AIM:
Reproduce verbatim the lines below from the one containing "[locate] metal drawer" through the one containing "Target: base cabinet under counter", both of those lines included.

[START]

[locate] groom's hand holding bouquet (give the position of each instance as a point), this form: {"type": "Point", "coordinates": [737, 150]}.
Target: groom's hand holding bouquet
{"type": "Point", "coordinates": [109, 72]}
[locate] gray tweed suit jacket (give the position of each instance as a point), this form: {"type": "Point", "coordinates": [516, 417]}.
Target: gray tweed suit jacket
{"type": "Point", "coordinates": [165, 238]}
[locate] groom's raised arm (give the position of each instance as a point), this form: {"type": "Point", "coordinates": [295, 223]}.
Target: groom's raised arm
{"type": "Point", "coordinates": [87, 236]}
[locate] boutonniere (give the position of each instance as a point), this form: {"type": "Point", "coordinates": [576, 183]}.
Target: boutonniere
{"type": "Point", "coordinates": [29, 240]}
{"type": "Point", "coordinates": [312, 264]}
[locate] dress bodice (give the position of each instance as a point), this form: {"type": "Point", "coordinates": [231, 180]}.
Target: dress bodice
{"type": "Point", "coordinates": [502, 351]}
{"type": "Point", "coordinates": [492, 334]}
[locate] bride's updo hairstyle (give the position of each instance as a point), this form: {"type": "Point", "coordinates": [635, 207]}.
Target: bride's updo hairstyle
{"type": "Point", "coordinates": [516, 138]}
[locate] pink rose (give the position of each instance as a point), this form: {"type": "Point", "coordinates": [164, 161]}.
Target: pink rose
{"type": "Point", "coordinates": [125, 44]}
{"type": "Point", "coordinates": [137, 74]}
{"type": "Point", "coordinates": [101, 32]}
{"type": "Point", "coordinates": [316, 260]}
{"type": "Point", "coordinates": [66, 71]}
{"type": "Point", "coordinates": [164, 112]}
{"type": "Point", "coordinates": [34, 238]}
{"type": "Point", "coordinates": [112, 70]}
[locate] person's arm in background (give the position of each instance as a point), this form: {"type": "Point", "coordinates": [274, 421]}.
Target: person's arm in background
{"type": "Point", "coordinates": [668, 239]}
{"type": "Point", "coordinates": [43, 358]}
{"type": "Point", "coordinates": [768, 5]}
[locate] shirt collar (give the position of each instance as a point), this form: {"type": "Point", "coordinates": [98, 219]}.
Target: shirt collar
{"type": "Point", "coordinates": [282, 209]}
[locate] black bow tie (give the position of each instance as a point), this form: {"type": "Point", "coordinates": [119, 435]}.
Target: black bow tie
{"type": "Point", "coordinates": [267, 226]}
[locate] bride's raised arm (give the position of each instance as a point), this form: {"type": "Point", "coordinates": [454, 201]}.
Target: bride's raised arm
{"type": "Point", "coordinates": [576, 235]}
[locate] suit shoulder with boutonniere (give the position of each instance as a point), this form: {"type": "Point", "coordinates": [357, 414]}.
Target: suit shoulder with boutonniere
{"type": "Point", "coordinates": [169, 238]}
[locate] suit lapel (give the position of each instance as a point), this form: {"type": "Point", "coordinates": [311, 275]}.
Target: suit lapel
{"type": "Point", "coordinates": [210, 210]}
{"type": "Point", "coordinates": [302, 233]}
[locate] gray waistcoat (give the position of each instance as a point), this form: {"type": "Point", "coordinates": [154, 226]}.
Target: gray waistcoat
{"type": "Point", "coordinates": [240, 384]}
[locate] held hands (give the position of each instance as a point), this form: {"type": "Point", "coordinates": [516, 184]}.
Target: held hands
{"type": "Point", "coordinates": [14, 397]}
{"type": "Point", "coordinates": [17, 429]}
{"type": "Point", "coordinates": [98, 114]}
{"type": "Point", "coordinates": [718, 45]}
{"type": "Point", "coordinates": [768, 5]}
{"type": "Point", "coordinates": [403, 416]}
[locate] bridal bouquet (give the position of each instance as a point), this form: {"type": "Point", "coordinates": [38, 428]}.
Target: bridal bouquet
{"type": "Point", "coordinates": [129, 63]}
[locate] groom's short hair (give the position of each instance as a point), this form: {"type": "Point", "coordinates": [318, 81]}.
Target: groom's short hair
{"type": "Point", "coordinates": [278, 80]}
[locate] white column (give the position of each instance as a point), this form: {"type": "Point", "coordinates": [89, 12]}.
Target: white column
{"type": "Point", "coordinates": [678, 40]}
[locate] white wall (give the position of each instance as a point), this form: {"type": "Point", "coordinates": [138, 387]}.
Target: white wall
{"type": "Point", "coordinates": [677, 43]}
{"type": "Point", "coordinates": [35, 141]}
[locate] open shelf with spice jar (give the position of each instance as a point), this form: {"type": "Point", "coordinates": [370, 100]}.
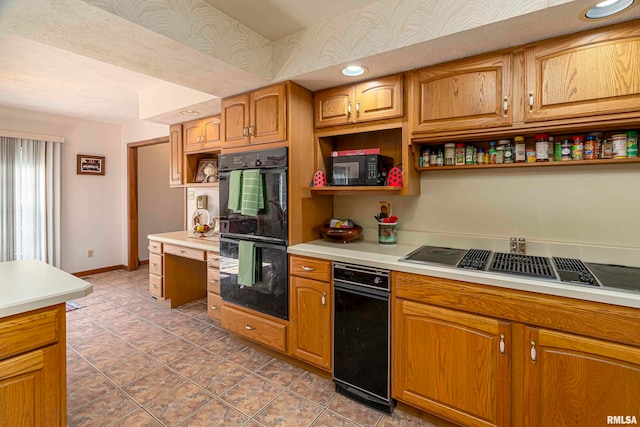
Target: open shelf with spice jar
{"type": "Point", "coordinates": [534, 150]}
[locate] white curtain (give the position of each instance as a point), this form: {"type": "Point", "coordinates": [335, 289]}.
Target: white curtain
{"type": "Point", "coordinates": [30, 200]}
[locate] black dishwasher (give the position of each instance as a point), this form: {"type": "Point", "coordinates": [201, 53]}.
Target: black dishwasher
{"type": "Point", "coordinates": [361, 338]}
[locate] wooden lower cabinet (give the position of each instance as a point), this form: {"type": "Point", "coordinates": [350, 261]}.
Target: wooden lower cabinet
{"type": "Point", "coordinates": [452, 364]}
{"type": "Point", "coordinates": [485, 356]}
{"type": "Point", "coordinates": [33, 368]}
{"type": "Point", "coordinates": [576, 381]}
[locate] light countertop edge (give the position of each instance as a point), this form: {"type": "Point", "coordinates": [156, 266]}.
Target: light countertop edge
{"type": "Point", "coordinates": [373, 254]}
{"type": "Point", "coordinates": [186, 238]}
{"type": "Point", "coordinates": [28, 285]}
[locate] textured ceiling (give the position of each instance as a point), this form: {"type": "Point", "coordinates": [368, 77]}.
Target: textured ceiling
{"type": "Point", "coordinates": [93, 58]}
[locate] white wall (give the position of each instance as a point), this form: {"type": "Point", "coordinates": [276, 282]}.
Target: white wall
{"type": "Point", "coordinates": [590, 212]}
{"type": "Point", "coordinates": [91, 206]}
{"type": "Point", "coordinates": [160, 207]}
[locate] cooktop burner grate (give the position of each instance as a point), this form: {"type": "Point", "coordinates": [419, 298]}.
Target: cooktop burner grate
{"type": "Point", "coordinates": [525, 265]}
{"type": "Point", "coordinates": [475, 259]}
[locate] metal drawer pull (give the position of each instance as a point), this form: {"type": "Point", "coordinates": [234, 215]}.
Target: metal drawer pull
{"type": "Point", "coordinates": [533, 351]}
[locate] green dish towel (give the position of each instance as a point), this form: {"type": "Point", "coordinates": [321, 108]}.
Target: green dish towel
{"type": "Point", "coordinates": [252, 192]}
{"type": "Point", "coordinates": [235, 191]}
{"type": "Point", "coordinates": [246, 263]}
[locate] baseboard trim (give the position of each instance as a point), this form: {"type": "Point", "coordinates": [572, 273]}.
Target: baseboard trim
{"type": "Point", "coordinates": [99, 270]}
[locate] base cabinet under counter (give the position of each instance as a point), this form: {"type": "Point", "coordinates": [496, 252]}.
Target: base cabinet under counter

[END]
[START]

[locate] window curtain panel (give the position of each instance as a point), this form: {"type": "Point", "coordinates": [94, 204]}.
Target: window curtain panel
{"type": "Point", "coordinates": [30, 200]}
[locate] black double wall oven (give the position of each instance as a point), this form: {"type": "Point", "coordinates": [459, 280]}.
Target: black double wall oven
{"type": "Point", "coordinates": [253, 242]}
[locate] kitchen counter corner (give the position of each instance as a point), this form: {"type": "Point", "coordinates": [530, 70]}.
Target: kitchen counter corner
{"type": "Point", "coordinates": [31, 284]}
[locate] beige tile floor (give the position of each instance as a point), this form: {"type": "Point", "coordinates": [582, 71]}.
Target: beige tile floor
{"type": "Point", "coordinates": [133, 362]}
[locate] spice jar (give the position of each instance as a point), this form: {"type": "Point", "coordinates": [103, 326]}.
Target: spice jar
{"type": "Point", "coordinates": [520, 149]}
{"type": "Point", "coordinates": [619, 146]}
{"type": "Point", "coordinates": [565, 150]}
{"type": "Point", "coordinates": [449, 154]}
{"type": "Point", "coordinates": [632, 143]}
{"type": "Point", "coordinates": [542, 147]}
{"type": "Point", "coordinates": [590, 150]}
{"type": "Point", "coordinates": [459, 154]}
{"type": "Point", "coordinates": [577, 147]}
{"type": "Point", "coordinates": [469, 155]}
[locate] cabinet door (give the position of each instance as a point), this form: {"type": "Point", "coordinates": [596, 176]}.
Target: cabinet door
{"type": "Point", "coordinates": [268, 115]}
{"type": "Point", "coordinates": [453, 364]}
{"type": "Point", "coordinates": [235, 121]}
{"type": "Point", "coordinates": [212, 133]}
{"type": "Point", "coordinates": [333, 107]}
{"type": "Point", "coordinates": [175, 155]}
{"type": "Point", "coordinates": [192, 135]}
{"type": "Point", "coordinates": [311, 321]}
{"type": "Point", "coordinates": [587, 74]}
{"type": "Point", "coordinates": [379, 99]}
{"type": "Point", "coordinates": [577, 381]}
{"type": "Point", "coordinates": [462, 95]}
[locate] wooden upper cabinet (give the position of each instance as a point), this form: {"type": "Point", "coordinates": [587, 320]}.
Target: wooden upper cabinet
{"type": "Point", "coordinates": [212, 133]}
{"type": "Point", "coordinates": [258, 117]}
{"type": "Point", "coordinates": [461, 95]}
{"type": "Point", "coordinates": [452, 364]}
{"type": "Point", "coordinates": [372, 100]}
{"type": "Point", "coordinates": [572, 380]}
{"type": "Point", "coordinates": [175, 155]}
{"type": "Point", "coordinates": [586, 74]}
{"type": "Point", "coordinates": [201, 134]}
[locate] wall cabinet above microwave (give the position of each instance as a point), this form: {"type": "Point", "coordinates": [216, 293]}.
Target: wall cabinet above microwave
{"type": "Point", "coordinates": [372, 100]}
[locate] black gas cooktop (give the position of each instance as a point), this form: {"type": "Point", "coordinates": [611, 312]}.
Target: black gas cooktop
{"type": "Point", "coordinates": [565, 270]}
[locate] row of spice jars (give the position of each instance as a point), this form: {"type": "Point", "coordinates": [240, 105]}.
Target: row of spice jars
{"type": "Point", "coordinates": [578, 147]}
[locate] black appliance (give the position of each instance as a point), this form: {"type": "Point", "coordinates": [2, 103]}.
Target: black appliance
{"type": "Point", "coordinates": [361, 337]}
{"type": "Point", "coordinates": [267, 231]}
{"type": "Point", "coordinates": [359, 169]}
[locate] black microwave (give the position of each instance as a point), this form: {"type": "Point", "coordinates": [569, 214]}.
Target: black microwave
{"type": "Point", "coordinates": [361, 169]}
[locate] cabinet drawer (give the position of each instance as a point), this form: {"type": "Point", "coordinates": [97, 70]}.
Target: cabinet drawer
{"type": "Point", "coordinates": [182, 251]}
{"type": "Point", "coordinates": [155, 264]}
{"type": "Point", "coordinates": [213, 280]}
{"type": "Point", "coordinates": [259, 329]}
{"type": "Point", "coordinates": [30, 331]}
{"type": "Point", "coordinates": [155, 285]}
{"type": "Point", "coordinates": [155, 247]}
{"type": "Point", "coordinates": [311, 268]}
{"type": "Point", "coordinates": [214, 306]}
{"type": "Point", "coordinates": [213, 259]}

[END]

WRITTEN RESPONSE:
[locate] metal drawer pull (give the position of each instance as a point), this form: {"type": "Point", "coordinates": [234, 215]}.
Target: metal drawer pull
{"type": "Point", "coordinates": [533, 351]}
[locate] green dish towel (give the position of each instance as a point), this form: {"type": "Point", "coordinates": [321, 108]}.
Target: green dish towel
{"type": "Point", "coordinates": [252, 192]}
{"type": "Point", "coordinates": [235, 191]}
{"type": "Point", "coordinates": [246, 263]}
[locate] baseboard trim (give the position of each instance as a point), this form: {"type": "Point", "coordinates": [572, 273]}.
Target: baseboard trim
{"type": "Point", "coordinates": [99, 270]}
[locate] base cabinet under counter (give the position of each instance as a point), this form: {"type": "Point", "coordinates": [496, 252]}.
Target: base cabinet under counter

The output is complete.